Source material Block Start
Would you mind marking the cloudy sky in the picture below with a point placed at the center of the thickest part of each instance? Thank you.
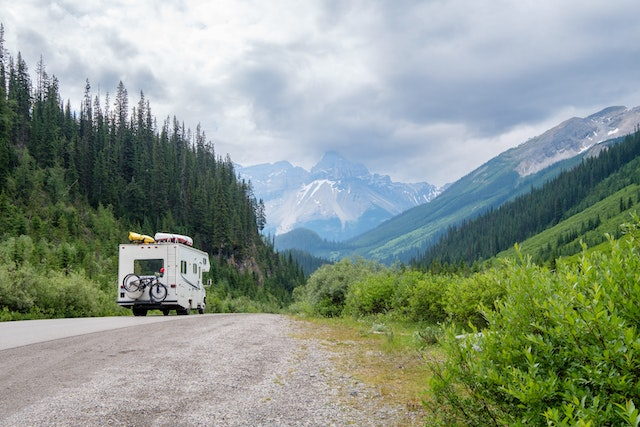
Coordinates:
(418, 90)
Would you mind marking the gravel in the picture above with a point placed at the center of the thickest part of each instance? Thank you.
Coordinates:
(212, 370)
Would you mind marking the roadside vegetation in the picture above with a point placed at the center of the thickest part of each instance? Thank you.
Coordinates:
(514, 344)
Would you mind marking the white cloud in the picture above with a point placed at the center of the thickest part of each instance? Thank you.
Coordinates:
(421, 90)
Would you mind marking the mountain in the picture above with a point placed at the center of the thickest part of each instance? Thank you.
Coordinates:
(337, 199)
(512, 173)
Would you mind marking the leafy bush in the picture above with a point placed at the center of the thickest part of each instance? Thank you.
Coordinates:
(371, 295)
(326, 289)
(426, 300)
(467, 298)
(561, 348)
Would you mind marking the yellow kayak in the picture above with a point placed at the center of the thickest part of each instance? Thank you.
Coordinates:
(140, 238)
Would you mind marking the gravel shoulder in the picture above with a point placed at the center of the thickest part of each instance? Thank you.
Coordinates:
(223, 370)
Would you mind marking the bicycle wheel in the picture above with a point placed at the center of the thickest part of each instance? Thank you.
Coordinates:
(157, 292)
(132, 283)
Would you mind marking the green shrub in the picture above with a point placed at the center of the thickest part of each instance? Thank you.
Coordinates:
(326, 289)
(371, 295)
(467, 298)
(561, 348)
(426, 300)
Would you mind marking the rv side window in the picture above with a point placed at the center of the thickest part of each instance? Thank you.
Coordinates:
(147, 267)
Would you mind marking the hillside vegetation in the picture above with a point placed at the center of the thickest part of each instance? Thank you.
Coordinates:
(513, 344)
(543, 334)
(581, 203)
(72, 183)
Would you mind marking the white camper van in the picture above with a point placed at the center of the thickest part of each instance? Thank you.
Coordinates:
(163, 272)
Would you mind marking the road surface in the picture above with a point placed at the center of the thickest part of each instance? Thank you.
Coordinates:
(206, 370)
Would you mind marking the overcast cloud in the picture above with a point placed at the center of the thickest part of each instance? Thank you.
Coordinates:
(419, 90)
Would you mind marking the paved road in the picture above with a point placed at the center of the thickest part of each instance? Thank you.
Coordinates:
(16, 334)
(211, 370)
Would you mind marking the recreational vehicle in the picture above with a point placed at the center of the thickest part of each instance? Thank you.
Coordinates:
(163, 272)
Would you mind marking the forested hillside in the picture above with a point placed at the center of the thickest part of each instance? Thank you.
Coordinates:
(570, 193)
(74, 181)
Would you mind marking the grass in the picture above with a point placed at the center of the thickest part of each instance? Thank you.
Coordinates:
(388, 358)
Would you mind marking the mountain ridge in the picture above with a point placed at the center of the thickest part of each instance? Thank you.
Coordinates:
(488, 186)
(337, 198)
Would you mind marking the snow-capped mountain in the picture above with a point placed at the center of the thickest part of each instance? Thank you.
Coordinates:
(573, 137)
(337, 199)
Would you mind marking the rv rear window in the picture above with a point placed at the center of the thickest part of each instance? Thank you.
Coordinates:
(147, 267)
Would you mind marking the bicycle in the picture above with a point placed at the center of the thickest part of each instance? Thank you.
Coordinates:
(157, 291)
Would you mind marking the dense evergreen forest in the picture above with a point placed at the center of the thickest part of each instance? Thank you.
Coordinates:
(570, 192)
(73, 181)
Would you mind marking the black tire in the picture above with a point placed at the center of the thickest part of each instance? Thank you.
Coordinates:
(138, 311)
(158, 292)
(131, 283)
Source material Block End
Task to complete: For each entry, copy the text exactly and leave out any image it carries.

Reply to the task:
Would you mind marking the cloudy sky in the picture below with a point placed at the center of the thickest part of each instance? Thank you.
Coordinates:
(418, 90)
Would you mind marking the gravel in the picture above with a point placed at the center of the thickest part of each instance? Thank you.
Coordinates:
(212, 370)
Would you mind marking the roadside vegetation in the picture above with a point placed at the center of the thickest part of each instance? Thank you.
Coordinates:
(514, 344)
Would you mind marking the white cloud in the picture above with a point placed at the center of the thickest part of each instance? Thank you.
Coordinates:
(421, 90)
Would you mind marking the mountain in the picture above with a point placed at the center of the thickest part of each instance? Thank you.
Coordinates:
(337, 199)
(512, 173)
Would you mind marking the leafy bush in the picture above with a point placed at the center of the thickest part of each instance? Thank you.
Coordinates:
(371, 295)
(326, 289)
(426, 300)
(467, 298)
(561, 348)
Would you mind marking the yellow kayak in the picture above with a point placed at the center of the thickest part of each instance? Thank you.
Coordinates:
(140, 238)
Would you mind marking the gravel shoulder in the picture above with a point placed at the center of the thickest part of each instance? Thank you.
Coordinates:
(223, 370)
Would you mind marking the bicycle wheel in the picture above with a point placed at the center of the thickest part of each instance? Thank you.
Coordinates:
(157, 292)
(132, 283)
Would you mind marking the green shrub in the picture above with a point placed at the center of the thickest part of each instance? Thank you.
Coordinates:
(326, 289)
(371, 295)
(467, 298)
(561, 348)
(426, 300)
Would you mind marking the rv side window in the picture above with a point placed at the center of the thickest part of each instance? Thank you.
Coordinates:
(147, 267)
Would you mind marking the hillside vegetation in the picture above with a point placed at the center of the thickest part of each instance? Thank you.
Coordinates:
(513, 344)
(543, 334)
(581, 203)
(72, 183)
Would you mind marking the white camper van in the picture above with a point placed at the center of the thickest part of each instance? Thank you.
Coordinates:
(163, 272)
Would you mind marking the road surface in the picture above with a point placed at the center of the thickest part of each instance? Thank you.
Coordinates:
(206, 370)
Would you mind marking the overcast cloud in the picture above with a point placed at the center of the thickest part of each instance? Thank you.
Coordinates:
(419, 90)
Would you mind marking the paved road in the picture above with a point placed at the center of the thickest part of each instance? Thank you.
Coordinates:
(16, 334)
(211, 370)
Would you mind marking the recreational vehicle in the picture above with a point placed at the center of the thickest part of each instance? Thank you.
Coordinates:
(163, 272)
Would you mind marking the forested hillside in the picture above with a point placed at the center of the thickest part of each instance? Thank you.
Coordinates:
(570, 193)
(74, 181)
Would you mind marking the grass in the picture above with a point placed at the center of the thickest part of each instance? Thank you.
Coordinates:
(388, 358)
Would you mind marking the mountain ridge in the picture above with a point placed at the center of the thickest part of each instance? Thank you.
Coordinates:
(488, 186)
(337, 198)
Would you mind marking the snow-capped mountain in the picture above with a point placed at the center of the thickest part of each instance? Thank you.
Coordinates:
(573, 137)
(337, 199)
Would you mind marking the rv rear window in the picture above with a point placed at the center of the thickest part of each instance? Thank you.
Coordinates:
(147, 267)
Would you mind marking the bicycle in the picture above with a point placed at the center of the thickest part of each instance? Thank you.
Coordinates:
(157, 291)
Would you mind marking the dense evergreen forest in the picture above with a point placed at the center of the thickest part of each instance? Thank you.
Coordinates:
(570, 192)
(73, 181)
Would you mind marking the black tire in the picture above with a point placed at the center of the thickest part of each instance? Thank you.
Coordinates:
(138, 311)
(158, 292)
(131, 283)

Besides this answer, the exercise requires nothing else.